*Exercise directions*: Write the whole listing out again, word for word.

*Task input*:

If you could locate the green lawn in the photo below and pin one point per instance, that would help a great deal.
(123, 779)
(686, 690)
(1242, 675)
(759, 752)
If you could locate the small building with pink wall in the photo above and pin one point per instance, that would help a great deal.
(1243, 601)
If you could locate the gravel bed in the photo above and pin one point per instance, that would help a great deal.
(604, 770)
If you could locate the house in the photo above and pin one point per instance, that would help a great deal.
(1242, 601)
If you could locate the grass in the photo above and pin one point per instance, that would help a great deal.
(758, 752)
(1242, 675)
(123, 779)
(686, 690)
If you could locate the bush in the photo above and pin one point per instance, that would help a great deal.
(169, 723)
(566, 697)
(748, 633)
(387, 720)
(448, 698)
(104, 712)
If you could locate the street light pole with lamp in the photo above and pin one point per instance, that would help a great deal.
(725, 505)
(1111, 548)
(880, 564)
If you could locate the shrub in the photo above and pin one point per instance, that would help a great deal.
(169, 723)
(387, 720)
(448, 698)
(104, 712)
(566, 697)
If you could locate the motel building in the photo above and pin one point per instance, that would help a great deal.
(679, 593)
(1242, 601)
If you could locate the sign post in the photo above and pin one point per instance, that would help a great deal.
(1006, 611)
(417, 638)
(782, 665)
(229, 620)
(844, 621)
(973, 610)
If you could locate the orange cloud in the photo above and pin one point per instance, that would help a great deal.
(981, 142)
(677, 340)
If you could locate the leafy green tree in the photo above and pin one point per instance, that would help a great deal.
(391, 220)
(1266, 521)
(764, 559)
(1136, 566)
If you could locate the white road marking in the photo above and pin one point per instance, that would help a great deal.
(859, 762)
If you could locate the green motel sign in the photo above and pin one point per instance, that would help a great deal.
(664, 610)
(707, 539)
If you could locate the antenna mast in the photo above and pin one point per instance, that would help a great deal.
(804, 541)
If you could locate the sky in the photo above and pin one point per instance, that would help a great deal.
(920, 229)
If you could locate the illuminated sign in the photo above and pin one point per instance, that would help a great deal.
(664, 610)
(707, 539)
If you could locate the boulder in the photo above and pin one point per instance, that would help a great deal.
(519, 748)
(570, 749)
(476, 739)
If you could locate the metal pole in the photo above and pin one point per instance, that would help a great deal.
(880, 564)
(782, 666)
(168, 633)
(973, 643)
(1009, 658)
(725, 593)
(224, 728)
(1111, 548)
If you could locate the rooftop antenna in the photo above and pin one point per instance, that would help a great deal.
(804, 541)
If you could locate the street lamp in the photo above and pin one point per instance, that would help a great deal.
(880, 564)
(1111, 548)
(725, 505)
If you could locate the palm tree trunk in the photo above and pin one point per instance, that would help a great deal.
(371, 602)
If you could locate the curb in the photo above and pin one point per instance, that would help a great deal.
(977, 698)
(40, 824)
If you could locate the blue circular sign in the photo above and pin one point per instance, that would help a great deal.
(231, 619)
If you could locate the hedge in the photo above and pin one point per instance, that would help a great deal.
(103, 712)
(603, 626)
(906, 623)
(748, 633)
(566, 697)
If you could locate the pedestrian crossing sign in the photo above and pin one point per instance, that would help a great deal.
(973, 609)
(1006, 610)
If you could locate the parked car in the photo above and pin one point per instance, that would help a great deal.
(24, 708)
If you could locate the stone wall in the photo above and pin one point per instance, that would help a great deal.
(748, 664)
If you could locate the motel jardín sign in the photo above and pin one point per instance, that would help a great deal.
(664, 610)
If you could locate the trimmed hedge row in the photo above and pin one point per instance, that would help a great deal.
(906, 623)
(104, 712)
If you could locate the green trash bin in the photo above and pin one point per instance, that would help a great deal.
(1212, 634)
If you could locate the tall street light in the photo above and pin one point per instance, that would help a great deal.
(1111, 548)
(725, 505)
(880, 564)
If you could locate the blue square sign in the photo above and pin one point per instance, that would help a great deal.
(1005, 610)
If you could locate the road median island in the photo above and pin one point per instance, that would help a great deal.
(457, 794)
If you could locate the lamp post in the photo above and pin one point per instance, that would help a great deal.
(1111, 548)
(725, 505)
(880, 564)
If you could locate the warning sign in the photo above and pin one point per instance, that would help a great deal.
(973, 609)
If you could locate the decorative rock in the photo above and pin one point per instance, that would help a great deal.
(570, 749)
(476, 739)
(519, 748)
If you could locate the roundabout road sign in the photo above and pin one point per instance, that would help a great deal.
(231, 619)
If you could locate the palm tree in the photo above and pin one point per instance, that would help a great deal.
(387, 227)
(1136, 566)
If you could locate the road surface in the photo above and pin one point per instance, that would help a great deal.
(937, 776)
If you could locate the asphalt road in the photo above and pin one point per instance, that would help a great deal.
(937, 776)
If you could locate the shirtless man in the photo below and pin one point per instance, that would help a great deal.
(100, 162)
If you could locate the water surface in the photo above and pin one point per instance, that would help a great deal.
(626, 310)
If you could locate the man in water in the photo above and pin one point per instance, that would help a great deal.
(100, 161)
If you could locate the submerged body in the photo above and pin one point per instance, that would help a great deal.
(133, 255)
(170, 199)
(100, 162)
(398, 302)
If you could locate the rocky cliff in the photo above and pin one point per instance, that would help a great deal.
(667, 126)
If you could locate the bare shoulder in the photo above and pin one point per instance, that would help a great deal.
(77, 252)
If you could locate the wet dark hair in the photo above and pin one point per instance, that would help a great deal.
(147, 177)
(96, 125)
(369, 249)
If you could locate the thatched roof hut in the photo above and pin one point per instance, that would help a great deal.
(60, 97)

*Answer for the task*:
If you could locate the green lawn in the photo below and pin one point per instance, that would help a great deal.
(123, 779)
(686, 690)
(1242, 675)
(759, 752)
If you could locate the small building with pink wall in the photo above and pin one point per instance, that would help a great deal.
(1243, 601)
If you could locate the gravel bed in the photo above and pin one point per instance, that would help a great deal.
(604, 770)
If you could locate the house in the photo above and pin one point per instance, that would help a great deal.
(1242, 601)
If you could locate the grass in the photo above and pin one point per instance, that would help a great deal.
(758, 752)
(1242, 675)
(123, 779)
(686, 690)
If you could locate the bush in the photo above and pin one point per instance, that would help a great deal.
(169, 723)
(566, 697)
(748, 633)
(387, 720)
(448, 698)
(104, 712)
If you could locate the street light pole with lamp in the photo above and pin one point per instance, that would help a great deal.
(725, 505)
(1111, 548)
(880, 564)
If you could locate the shrub in the photo above and pin one point per instance, that would help a great deal.
(169, 723)
(387, 720)
(448, 698)
(104, 712)
(566, 697)
If you could locate the motel building in the photo above and pin one point per instance, that would help a great deal.
(679, 593)
(1242, 601)
If you could locate the sign post in the photo above and pin one point per instance, that would help a great deal.
(1006, 611)
(417, 638)
(782, 665)
(229, 620)
(844, 621)
(973, 610)
If you could locate the orange cloud in the photo above and pin one point per instance, that would help a great deal.
(981, 142)
(677, 340)
If you could locate the leafy green tree in the photo above and pin one point per instance, that would help a great deal.
(391, 220)
(1266, 521)
(764, 559)
(1136, 566)
If you could locate the white road marking in the photo above and pin one point per instance, that would help a great deal.
(859, 762)
If you could locate the green motel sign in the photo above and pin one point per instance, that would help a great deal.
(664, 610)
(707, 539)
If you could locate the antenna mast in the photo above and pin one point per instance, that would help a great deal.
(804, 541)
If you could locate the sky in the photo above and pin one point per instance, that would help a great deal.
(920, 229)
If you could locate the illuminated sign in the photo above and pin one point per instance, that would help a great deal.
(664, 610)
(707, 539)
If you could locate the boulder in the photo above and pin one point per instance, that would help a great deal.
(519, 748)
(570, 749)
(476, 739)
If you could locate the metal pole in the photo above and pin one point per instance, that would help a great deal.
(880, 564)
(782, 666)
(168, 633)
(973, 643)
(1009, 658)
(725, 593)
(224, 728)
(1111, 548)
If you could locate the rooftop antenna in the photo above and pin one point per instance, that would help a great deal.
(804, 541)
If you could locate the street lamp in the photo above and pin one point per instance, that would help a great deal.
(880, 564)
(1111, 548)
(725, 505)
If you could locate the palm tree trunk in the photo above and pin one point per instance, that would help a great deal.
(371, 602)
If you could locate the curb in the photo above and pin one point per instance, that would help a great deal.
(977, 698)
(40, 824)
If you could locate the blue circular sign in the photo above and pin one point per instance, that would help a great deal.
(231, 619)
If you could locate the hedge in the photo above and pin one point per instance, that would help a great deal.
(103, 712)
(603, 626)
(906, 623)
(748, 633)
(566, 697)
If you could locate the pedestrian crossing sign in the photo above and pin one point per instance, that would help a great deal.
(973, 609)
(1006, 610)
If you could locate the parked car in the photo above and pin one point per instance, that would help a great deal.
(24, 708)
If you could locate the stone wall in the photo above and pin one point per instance, that would help a great deal.
(748, 664)
If you could locate the motel jardín sign in the photo above and pin one point per instance, that would help a great deal.
(664, 610)
If you could locate the trimmed hedge row in the photo above and pin one point per instance, that would help a great deal.
(906, 623)
(104, 712)
If you could locate the green trash bin in the photo above and pin one point per instance, that would help a great deal.
(1212, 634)
If you could locate the tall street light in the photo above and pin one point per instance, that would help a great deal.
(1111, 548)
(725, 505)
(880, 564)
If you could locate the blue square sign in the photo above and pin one point per instance, that would help a great deal.
(1005, 610)
If you could locate the road median island in the photo above and pin one point per instance, that would help a great deal.
(457, 794)
If you could locate the lamp post in the photo above and pin one point per instance, that would help a great deal.
(1111, 548)
(725, 505)
(880, 564)
If you could locate the warning sign in the photo above and pin one point per instance, that would help a great deal.
(973, 609)
If you could locate the decorative rock in the photo above and pin one point per instance, that would help a great deal.
(570, 749)
(476, 739)
(519, 748)
If you could locate the roundabout road sign in the photo above and pin one point per instance, that would help a great deal.
(231, 619)
If you could locate the palm tree in the photo above and pin one point per instance, that would help a great deal.
(387, 227)
(1136, 566)
If you could locate the road surface in the photo above and pin one point per instance, that would help a great deal.
(937, 776)
If you could locate the asphalt road in the photo above and pin one point per instance, that would help a great deal.
(937, 776)
If you could locate the shirtless man in the photo below and pin one point per instance, that would help a great deal.
(100, 162)
If you could locate the water surface in the photo above and pin one point per instance, that would help a great deal.
(626, 310)
If you could locate the man in water in the photo above and pin one point per instance, that would help a great deal.
(100, 161)
If you could locate the submerged body in the photo above and pin one point per instance, that would help a great deal.
(133, 255)
(170, 199)
(100, 162)
(398, 302)
If you could locate the rocky cliff in the photo above and pin one point per instance, that would help a great deal.
(667, 126)
If you could locate the bare shoulder in the photo above and pin one point per instance, that would help a great deal.
(77, 252)
If you could locate the wet dark hair in the photo above and pin one point per instance, that would help a great deal.
(147, 177)
(96, 125)
(369, 249)
If you could locate the thatched roof hut in the photo above and pin one point per instance, that would help a great deal.
(60, 97)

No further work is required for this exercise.